A mammoth reconstruction
A boy looks at a mammoth reconstuction in the Ice Age Museum in Moscow. In Siberia's northernmost reaches, high up in the Arctic Circle, the changing temperature is thawing out the permafrost to reveal the bones of prehistoric animals like mammoths, woolly rhinos and lions that have been buried for thousands of years. Wholly mammoths last roamed the Earth 10,000 years ago, but a team of Korean and Russian scientists announced their plan to bring the giant mammal back to life, like the fictional 1993 film that brought back dinosaurs. REUTERS

Call it Jurassic Park, Siberian style.

Wolly mammoths last roamed the Earth 10,000 years ago, but a team of Korean and Russian scientists announced their plan to bring the giant mammal back to life, like the fictional 1993 film that brought dinosaurs back to life.

The group of would-be cloners includes Hwang Woo-Suk, the disgraced researcher from the Sooam Biotech Research Foundation in South Korea. Woo-Suk faked research into how to make human stem cells in 2006, and overnight became transformed from a national hero to pariah.

In 2009, scientists uncovered a whole mammoth, named Lyuba, preserved in the frozen tundra in Siberia.

The research group hopes to use DNA from the wholly mammoth to put back into nucleus-free elephant cells, then fertilize the creation back to life, the AFP reported.

The first and hardest mission is to restore mammoth cells, Hwang In-Sung, a researcher with the Sooam Biotech Research Foundation, said to AFP.

§ Exercise directions:
Answer these questions from the mammoth article:
(a) In what year did scientists uncover the whole mammoth named Lyuba?
(b) What did Hwang Woo-Suk fake research into in 2006?
(c) According to Hwang In-Sung, what is the first and hardest mission?
Answer using only the mammoth article above.

§ Information:
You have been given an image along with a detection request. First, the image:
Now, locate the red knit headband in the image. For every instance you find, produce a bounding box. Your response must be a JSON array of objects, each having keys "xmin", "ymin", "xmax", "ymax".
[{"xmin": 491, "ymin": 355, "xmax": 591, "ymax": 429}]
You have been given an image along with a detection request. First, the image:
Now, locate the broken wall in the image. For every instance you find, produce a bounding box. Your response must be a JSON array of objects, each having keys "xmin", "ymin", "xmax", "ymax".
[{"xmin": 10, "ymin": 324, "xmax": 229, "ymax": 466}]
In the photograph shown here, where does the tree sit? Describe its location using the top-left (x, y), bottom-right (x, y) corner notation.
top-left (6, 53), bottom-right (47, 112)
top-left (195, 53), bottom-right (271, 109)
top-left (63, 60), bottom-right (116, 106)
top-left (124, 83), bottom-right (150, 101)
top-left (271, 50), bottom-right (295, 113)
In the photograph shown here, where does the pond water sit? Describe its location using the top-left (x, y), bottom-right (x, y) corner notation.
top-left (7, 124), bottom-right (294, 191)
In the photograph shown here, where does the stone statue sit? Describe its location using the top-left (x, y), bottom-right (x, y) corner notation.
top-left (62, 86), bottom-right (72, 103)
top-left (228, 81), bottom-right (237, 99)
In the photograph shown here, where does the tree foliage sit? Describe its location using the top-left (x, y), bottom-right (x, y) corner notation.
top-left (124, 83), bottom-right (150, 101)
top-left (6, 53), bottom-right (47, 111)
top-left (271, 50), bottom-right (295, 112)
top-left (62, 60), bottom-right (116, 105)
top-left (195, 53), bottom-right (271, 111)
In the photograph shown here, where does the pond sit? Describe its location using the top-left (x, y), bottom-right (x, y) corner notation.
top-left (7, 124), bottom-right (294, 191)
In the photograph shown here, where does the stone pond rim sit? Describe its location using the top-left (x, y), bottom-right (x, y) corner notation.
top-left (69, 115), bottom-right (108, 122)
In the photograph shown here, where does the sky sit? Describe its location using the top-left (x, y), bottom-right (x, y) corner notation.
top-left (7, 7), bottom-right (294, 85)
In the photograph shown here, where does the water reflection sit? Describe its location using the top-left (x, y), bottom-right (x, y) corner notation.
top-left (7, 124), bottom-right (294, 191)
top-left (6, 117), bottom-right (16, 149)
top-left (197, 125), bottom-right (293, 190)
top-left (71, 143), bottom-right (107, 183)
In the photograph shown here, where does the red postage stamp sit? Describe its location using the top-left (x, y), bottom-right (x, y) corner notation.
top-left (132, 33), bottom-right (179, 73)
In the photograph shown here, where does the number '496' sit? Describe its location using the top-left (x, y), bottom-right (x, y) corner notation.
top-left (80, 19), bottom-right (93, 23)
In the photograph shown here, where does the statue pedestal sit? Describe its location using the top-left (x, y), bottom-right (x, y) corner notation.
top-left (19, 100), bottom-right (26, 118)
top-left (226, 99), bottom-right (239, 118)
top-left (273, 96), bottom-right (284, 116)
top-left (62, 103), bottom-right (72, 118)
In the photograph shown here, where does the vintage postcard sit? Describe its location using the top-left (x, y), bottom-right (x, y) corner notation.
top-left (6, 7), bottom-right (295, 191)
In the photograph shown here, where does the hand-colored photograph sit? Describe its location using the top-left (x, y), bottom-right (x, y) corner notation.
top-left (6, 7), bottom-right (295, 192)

§ Finished exercise:
(a) 2009
(b) How to make human stem cells
(c) To restore mammoth cells